→ **À compléter**:
1/ Dites si chacune des affirmations suivantes concorde avec le texte sur le litige de Monsieur W... Y... en répondant par oui ou non, puis citez mot pour mot le passage qui tranche.
(a) Monsieur W... Y... est titulaire du diplôme d'ingénieur.
(b) L'arrêt de la Cour de cassation produit par le demandeur a été rendu le 31 octobre 2012.
(c) La position II est réservée aux cadres diplômés.
2/ Poursuivez le texte sur le litige de Monsieur W... Y... après sa dernière phrase.

→ **Texte**:
┄┄┄┄┄┄

Il n'est pas contesté que Monsieur W... Y... n'a pas le diplôme d'ingénieur, mais il n'est pas sérieusement contestable:
- Qu'il a débuté comme cadre au 1 er janvier 2001,
- Qu'il est âgé de plus de 27 ans.
- Qu'il aurait dû en conséquence accéder au classement de la position II trois ans plus tard, soit le 1 er janvier 2004, cette position II étant (de même que la position III) très explicitement ouverte aux cadres non-diplômés.
L'article 22 de la convention collective nationale des ingénieurs et cadres de la métallurgie prévoit une progression automatique des appointements minima tous les trois ans, qui est celle dont le demandeur réclame l'application.
En outre, le demandeur produit un arrêt de la Cour de cassation (chambre sociale, 31 octobre 2012, pourvoi N°11-20986) qui casse un arrêt de la Cour d'Appel de Lyon qui avait débouté un salarié dans une affaire en tout point semblable au présent litige.
La lecture de l'arrêt de renvoi rendu par la Cour d'Appel de Lyon autrement composée, qui fait droit aux demandes du salarié conformément à l'interprétation de la convention collective arrêtée par la Cour de cassation, permet notamment de constater que le salarié en cause était un ETAM jusqu'à l'avenant qu'il avait signé en application des mêmes textes conventionnels que ceux qui ont permis la progression de Monsieur W... Y..., et que ce salarié n'était pas davantage diplômé que Monsieur W... Y....
Ainsi, même si la rédaction complexe de l'article 21 de la convention collective a pu un temps favoriser des interprétations erronées, le débat a été tranché par la décision de la Cour de cassation du 31 octobre 2012, dont la portée est limitée au champ d'application de la Convention collective nationale des ingénieurs et cadres de la métallurgie, mais dont les employeurs relevant de cette convention ne peuvent s'exonérer.
Une contestation de l'évidence, même véhémente, n'est pas une contestation sérieuse ni de bonne foi, et la formation de référé du Conseil de prud'hommes de Lyon se dira en conséquence compétente pour statuer sur les demandes soumises à son appréciation.
Ayant constaté l'absence de contestation sérieuse, la formation de référé du Conseil de prud'hommes de Lyon a aussi constaté le bien-fondé des demandes de Monsieur W... Y... pour que lui soient attribuées les classifications prévues par la convention collective, et pour que lui soient payés les rappels de salaires et d'indemnité de congés payés afférents.
La formation de référé du Conseil de prud'hommes de Lyon se doit en conséquence d'apprécier l'argument de la prescription soulevé par le défendeur »

┄┄┄┄┄┄

→ **Données enregistrées**:

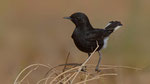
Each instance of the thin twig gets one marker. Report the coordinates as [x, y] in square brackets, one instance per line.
[97, 77]
[85, 63]
[18, 76]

┄┄┄┄┄┄

→ **Réponses attendues**:
1/
(a) Non : « Il n'est pas contesté que Monsieur W... Y... n'a pas le diplôme d'ingénieur »
(b) Oui : « chambre sociale, 31 octobre 2012, pourvoi N°11-20986 »
(c) Non : « cette position II étant (de même que la position III) très explicitement ouverte aux cadres non-diplômés »

2/
ALORS QUE le juge des référés ne peut allouer une provision sur dommages et intérêts ou ordonner l'exécution d'une obligation de faire que si la créance du salarié ne se heurte à aucune contestation sérieuse ; qu'en l'espèce, la demande de M. Y... tendant à voir réévaluer sa classification conventionnelle et se voir allouer une provision sur rappel de salaires pour non-respect par l'employeur des dispositions des articles 21 et 22 de la convention collective des ingénieurs et cadres de la métallurgie prévoyant au bénéfice des cadres un avancement automatique tous les trois ans se heurtait à la contestation sérieuse de l'employeur tenant à l'inapplication de ces dispositions conventionnelles aux salariés ayant bénéficié de la qualification de cadre par application de l'accord national du 29 janvier 2000 portant révision provisoire des classifications ainsi que l'a jugé la Cour de cassation le 6 juillet 2016, ce qui était le cas de M. Y... devenu cadre sans changer de fonctions par avenant du 1er janvier 2001 pour permettre à son temps de travail d'être décompté dans le cadre d'un forfait en jours sur l'année ; qu'en ordonnant à la société Boccard de repositionner le salarié dans la classification conventionnelle et en la condamnant au paiement d'une provision à valoir sur des rappels de salaires en application des articles 21 et 22 de la convention collective, en dépit de cette contestation sérieuse, la cour d'appel a violé l'article R 1455-7 du code du travail.

SECOND MOYEN DE CASSATION :

IL EST FAIT GRIEF à l'arrêt attaqué d'AVOIR ordonné à la société Boccard d'appliquer au salarié l'évolution automatique de sa classification, telle que prévue par les articles 21 et 22 de la Convention collective nationale des ingénieurs et cadres de la métallurgie, d'AVOIR ordonné à la société Boccard de lui attribuer les classifications : - Position Il coefficient 114 depuis le l er juin 201l et jusqu'au 31 décembre 2012, - Position II coefficient 120 entre le l er janvier 2013 et le 31 décembre 2015, - Position II coefficient 125 à partir du 1 er janvier 2016, et d'AVOIR en conséquence condamné la société Boccard à lui verser les sommes de 12.817,99 euros à titre de provision sur les rappels de salaire du 1er juin 2011 au 30 novembre 2016 outre la somme de 1.281,79 euros à titre de provision sur congés payés, les intérêts au taux légal sur la somme de 14.099,78 euros, à compter du 14 juin 2016 à titre de provision sur dommages et intérêts, pour exécution déloyale du contrat de travail, ainsi qu'une indemnité en application de l'article 700 du Code de procédure civile

AUX MOTIFS PROPRES QUE « Monsieur Y... soutient que la société BOCCARD a omis de procéder à l'évolution automatique de classification prévue par la convention collective des ingénieurs et cadres de la métallurgie, ce qui a directement impacté son salaire.
Il sollicite les rappels suivants:
- année 2011: 180,50 euros
- année 2012: 554,40 euros
- année 2013 : 3.245,04 euros
- année 2014: 3.106,80 euros
- année 2015 : 3.240 euros
- année 2016 : 2.514,25 euros (janvier à novembre) soit 12.840,99 euros outre 1.284,10 euros de congés payés afférents.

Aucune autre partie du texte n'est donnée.